What follows is a set of records. Repeat them word for word.

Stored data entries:
***

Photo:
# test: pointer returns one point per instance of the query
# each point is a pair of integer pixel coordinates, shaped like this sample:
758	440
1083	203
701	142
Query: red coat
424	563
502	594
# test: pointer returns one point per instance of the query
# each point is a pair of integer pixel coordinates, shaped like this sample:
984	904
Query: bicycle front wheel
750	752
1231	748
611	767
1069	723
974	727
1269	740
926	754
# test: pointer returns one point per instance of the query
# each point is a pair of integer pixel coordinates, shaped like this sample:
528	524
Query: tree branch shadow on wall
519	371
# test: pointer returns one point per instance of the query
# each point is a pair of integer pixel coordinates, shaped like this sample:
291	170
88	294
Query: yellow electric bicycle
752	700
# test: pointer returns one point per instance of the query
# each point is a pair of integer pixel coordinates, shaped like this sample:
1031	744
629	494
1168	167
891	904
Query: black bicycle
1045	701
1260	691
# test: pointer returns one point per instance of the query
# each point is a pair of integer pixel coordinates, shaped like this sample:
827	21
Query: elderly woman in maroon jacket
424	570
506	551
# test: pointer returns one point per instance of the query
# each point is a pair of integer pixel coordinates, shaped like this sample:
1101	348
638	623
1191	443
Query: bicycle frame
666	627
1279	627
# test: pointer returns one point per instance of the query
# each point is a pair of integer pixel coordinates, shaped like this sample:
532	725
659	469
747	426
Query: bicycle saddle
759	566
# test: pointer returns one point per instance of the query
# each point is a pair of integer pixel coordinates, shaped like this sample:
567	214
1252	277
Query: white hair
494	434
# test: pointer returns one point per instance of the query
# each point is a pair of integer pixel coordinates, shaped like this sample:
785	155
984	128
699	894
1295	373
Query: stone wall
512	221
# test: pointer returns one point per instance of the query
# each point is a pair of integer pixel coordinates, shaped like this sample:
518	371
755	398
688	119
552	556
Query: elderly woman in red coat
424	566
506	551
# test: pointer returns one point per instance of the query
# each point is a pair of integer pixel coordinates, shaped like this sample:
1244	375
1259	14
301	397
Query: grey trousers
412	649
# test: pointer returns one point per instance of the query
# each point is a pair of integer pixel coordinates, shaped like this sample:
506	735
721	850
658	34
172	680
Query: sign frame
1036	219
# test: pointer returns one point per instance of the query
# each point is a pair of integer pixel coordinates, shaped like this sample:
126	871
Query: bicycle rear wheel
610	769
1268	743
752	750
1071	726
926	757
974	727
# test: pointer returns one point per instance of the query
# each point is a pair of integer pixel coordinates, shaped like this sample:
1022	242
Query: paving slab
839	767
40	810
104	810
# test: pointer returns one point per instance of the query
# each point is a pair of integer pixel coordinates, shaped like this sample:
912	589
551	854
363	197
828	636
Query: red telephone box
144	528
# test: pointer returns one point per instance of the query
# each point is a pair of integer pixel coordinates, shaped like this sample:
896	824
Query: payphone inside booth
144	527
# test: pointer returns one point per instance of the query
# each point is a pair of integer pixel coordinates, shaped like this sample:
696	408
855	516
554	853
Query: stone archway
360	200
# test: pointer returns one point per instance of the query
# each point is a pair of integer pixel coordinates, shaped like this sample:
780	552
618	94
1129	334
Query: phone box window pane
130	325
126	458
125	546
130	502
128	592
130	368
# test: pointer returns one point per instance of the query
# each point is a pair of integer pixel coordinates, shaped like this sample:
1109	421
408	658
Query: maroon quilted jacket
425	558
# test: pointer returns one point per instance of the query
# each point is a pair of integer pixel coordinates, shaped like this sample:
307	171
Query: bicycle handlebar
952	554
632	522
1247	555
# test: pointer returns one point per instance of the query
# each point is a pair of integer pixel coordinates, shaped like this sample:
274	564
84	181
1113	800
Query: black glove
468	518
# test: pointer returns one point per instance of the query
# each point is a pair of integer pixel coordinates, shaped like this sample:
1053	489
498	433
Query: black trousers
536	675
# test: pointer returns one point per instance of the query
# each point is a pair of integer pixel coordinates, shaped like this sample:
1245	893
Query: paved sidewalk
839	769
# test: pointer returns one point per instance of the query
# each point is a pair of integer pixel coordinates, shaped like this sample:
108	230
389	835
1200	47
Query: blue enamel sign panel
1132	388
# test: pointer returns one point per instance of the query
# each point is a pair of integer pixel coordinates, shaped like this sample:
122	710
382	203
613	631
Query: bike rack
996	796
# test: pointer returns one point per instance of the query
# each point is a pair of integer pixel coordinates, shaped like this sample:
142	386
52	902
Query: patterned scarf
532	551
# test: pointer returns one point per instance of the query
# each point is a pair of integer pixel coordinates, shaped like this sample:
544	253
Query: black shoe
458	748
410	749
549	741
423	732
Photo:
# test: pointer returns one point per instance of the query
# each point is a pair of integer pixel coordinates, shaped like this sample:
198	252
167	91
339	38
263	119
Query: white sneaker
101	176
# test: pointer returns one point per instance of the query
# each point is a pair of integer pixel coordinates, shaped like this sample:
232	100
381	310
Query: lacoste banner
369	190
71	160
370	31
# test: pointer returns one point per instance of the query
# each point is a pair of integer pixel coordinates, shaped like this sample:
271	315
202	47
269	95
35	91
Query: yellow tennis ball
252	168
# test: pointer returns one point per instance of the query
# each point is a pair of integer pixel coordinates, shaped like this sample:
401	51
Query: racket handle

***

## PROBLEM SOLUTION
Photo:
# test: pointer returns one point per instance of the query
# each point is a pair of integer pixel coordinates, shaped like this sample:
758	440
1083	203
701	142
Query: red coat
424	563
502	594
# test: pointer returns one point per instance of the query
# each point is a pair of integer pixel coordinates, shaped like this sample:
984	904
Query: bicycle front wheel
750	752
1231	748
611	767
1069	723
974	727
1269	740
926	754
# test: pointer returns one point per instance of the query
# each point is a pair of integer pixel coordinates, shaped like this sample:
528	524
Query: tree branch shadow on wall
519	371
# test: pointer returns one point per instance of the query
# each point is a pair of integer pixel coordinates, shaped like this sample:
291	170
88	294
Query: yellow electric bicycle
752	700
# test: pointer returns one point per instance of the query
# each point is a pair of integer pixel coordinates, shaped like this sample:
1031	744
629	494
1168	167
891	904
Query: black bicycle
1045	701
1260	691
# test: pointer returns one point per instance of the query
# each point is a pair of integer pixel coordinates, shaped like this sample:
827	21
Query: elderly woman in maroon jacket
424	570
506	551
# test: pointer returns one point per instance of the query
# each point is a pair of integer pixel coordinates, shaped like this sample:
1101	348
638	623
1191	443
Query: bicycle frame
666	627
1279	627
# test: pointer returns one point per instance of the query
# each point is a pair of integer pixel coordinates, shaped like this sample:
532	725
659	469
747	426
Query: bicycle saddle
759	566
# test: pointer returns one point per instance of the query
# each point is a pair of integer pixel coordinates, shaped like this sample:
567	214
1252	277
Query: white hair
494	434
# test: pointer returns one point per instance of the query
# each point is a pair of integer pixel coordinates, shaped like this sample:
785	155
984	128
699	894
1295	373
Query: stone wall
512	221
# test: pointer returns one point per instance of the query
# each point is a pair of integer pixel coordinates, shaped like this sample:
518	371
755	398
688	119
552	556
Query: elderly woman in red coat
424	566
506	551
# test: pointer returns one point per instance of the query
# each point is a pair of integer pixel coordinates, shaped like this sample:
1244	375
1259	14
301	397
Query: grey trousers
412	649
# test: pointer returns one point per instance of the query
# each point is a pair of integer pixel coordinates, shaped like this sample:
506	735
721	850
658	34
172	680
Query: sign frame
1036	219
# test: pointer returns one point per instance of the query
# each point is a pair of integer pixel coordinates, shaped like this sample:
126	871
Query: bicycle rear wheel
610	769
1268	743
752	750
1071	726
926	757
974	727
# test: pointer returns one point per instance of the query
# each point is a pair of integer pixel coordinates, shaped like this sample:
1022	242
Query: paving slab
839	767
40	810
104	810
# test: pointer returns one point per instance of the query
# each point is a pair of integer pixel coordinates, shaped like this sample:
912	589
551	854
363	197
828	636
Query: red telephone box
144	528
# test: pointer returns one point per instance of the query
# each point is a pair of integer pixel coordinates, shaped like this sample:
896	824
Query: payphone inside booth
144	527
# test: pointer returns one point per instance of the query
# each point is a pair of integer pixel coordinates, shaped like this sample:
696	408
855	516
554	853
Query: stone archway
360	200
# test: pointer returns one point per instance of the query
# each point is a pair of integer pixel coordinates, shaped like this sample:
780	552
618	94
1129	334
Query: phone box window pane
130	325
126	458
125	546
130	502
128	592
130	368
# test: pointer returns one point per instance of the query
# each point is a pair of integer pixel coordinates, shaped like this sample:
1109	421
408	658
Query: maroon quilted jacket
425	558
# test: pointer returns one point per instance of the query
# each point is a pair of integer pixel coordinates, shaped like this sample:
307	171
Query: bicycle handlebar
952	554
632	522
1247	555
# test: pointer returns one point per instance of the query
# each point is a pair of integer pixel coordinates, shaped like this sample:
274	564
84	181
1113	800
Query: black glove
468	518
# test: pointer returns one point per instance of the query
# each point is a pair of integer pixel coordinates, shaped like this sample:
1053	489
498	433
Query: black trousers
536	675
# test: pointer returns one point per instance of the query
# each point is a pair of integer pixel coordinates, shaped like this sample:
1245	893
Query: paved sidewalk
839	769
# test: pointer returns one point per instance of the query
# each point is a pair of integer pixel coordinates, shaped like this sample:
108	230
389	835
1200	47
Query: blue enamel sign panel
1132	388
# test: pointer returns one point per instance of the query
# each point is a pair of integer pixel coordinates, shaped like this sample:
122	710
382	203
613	631
Query: bike rack
996	796
# test: pointer returns one point per instance of the query
# each point is a pair of integer pixel coordinates, shaped like this sample:
142	386
52	902
Query: patterned scarf
532	551
# test: pointer returns one point per instance of the query
# each point is a pair of integer pixel coordinates, shaped like this sample:
544	253
Query: black shoe
458	748
410	749
549	741
423	732
Photo:
# test: pointer returns one point per instance of the query
# each point is a pair of integer pixel coordinates, shaped like this sample:
198	252
167	91
339	38
263	119
Query: white sneaker
101	176
# test: pointer returns one point per instance of the query
# each point is a pair of integer pixel coordinates, shaped like this sample:
232	100
381	310
Query: lacoste banner
369	190
71	160
370	31
# test: pointer returns one point per instance of the query
# each point is a pair of integer pixel coordinates, shaped like this sample:
271	315
202	47
269	95
35	91
Query: yellow tennis ball
252	168
# test: pointer returns one point per instance of the query
# each point is a pair of integer pixel coordinates, shaped like this sample:
401	51
Query: racket handle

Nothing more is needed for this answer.